▶ _PROBLEM DESCRIPTION_
Change every "rings" in the material below to "loops" and write it out again, leaving everything else as it is.

▶ _DATASET ROWS_

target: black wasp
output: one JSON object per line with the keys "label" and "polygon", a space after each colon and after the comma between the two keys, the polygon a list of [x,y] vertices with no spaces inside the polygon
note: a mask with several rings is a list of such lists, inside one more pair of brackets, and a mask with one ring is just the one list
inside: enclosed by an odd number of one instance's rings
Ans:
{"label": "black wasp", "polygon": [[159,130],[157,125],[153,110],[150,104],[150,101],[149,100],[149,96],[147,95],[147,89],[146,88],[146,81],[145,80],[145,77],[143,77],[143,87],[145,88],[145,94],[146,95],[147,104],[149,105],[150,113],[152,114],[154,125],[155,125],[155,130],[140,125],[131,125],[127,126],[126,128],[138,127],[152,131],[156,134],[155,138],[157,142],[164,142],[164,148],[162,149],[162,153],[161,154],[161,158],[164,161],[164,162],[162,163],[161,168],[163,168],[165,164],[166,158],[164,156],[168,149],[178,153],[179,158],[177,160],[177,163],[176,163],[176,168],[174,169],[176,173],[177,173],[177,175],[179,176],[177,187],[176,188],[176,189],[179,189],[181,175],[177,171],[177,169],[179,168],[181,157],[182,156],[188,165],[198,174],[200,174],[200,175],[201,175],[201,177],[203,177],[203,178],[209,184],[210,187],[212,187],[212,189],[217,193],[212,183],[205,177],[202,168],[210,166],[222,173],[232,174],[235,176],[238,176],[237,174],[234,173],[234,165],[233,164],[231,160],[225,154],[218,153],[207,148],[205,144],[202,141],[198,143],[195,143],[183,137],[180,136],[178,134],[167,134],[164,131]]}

▶ _RESPONSE TO THE EXERCISE_
target: black wasp
output: one JSON object per line with the keys "label" and "polygon", a space after each colon and after the comma between the two keys, the polygon a list of [x,y] vertices with no spaces inside the polygon
note: a mask with several loops is a list of such lists, inside one more pair of brackets, and a mask with one ring is just the one list
inside: enclosed by an odd number of one instance's loops
Ans:
{"label": "black wasp", "polygon": [[159,130],[157,125],[153,110],[150,104],[150,101],[149,100],[149,96],[147,95],[147,89],[146,88],[146,81],[145,80],[145,77],[143,77],[143,87],[145,88],[145,94],[146,95],[147,104],[149,105],[150,113],[152,114],[154,125],[155,125],[155,130],[140,125],[131,125],[127,126],[126,128],[138,127],[152,131],[156,134],[155,138],[157,142],[164,142],[164,148],[162,149],[162,153],[161,154],[161,158],[164,161],[164,162],[162,163],[161,168],[163,168],[165,164],[166,158],[164,156],[168,149],[178,153],[179,158],[177,160],[177,163],[176,163],[176,168],[174,169],[176,173],[177,173],[177,175],[179,176],[177,187],[176,188],[176,189],[179,189],[181,175],[177,171],[177,169],[179,168],[181,157],[182,156],[188,165],[198,174],[200,174],[200,175],[201,175],[201,177],[203,177],[203,178],[209,184],[210,187],[212,187],[212,189],[217,193],[212,183],[205,177],[202,168],[210,166],[222,173],[232,174],[235,176],[238,176],[237,174],[234,173],[234,165],[233,164],[231,160],[225,154],[218,153],[207,148],[205,144],[202,141],[198,143],[195,143],[183,137],[180,136],[178,134],[167,134],[164,131]]}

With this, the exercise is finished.